▶ _Data excerpts_

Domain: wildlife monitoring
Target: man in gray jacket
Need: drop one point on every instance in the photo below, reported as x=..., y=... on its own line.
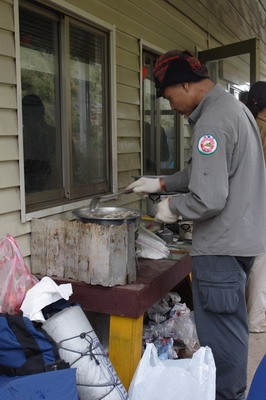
x=225, y=197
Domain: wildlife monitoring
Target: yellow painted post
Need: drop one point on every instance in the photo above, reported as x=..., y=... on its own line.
x=125, y=342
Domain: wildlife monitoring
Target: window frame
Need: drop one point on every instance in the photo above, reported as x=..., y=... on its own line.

▶ _Your objective_
Convert the lines above into a numbered list, skipping any blank lines and leaving out the pictures.

▶ _Output below_
1. Domain: wildlife monitoring
2. Target: man in gray jacket
3. Need: drop one point on every instance in the photo below, reported as x=..., y=... on its own line.
4. x=225, y=197
5. Domain: wildlife monitoring
6. Target: yellow painted post
7. Need: drop one point on every instance in the photo above, reported as x=..., y=... on its own line.
8. x=125, y=342
9. Domain: wildlife monitoring
10. Target: window frame
11. Need: drop one point on every instance in the photo above, reported as x=..., y=... on its own line.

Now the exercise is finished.